INFORMATION PROVIDED:
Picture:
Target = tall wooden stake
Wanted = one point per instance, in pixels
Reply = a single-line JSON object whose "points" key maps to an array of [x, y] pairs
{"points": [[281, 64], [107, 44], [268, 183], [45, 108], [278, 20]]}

WHAT YOU HAVE TO DO:
Convert the lines above into a two-column CSV with the headers "instruction" and "output," placing their text and their answer each in a single quoted field and replacing line breaks with spaces.

ANSWER FOR THE TASK:
instruction,output
"Picture: Target = tall wooden stake Wanted = one point per instance, in pixels Reply = a single-line JSON object whose ""points"" key maps to an array of [x, y] pairs","{""points"": [[281, 64], [107, 44], [268, 183], [45, 108], [278, 20]]}"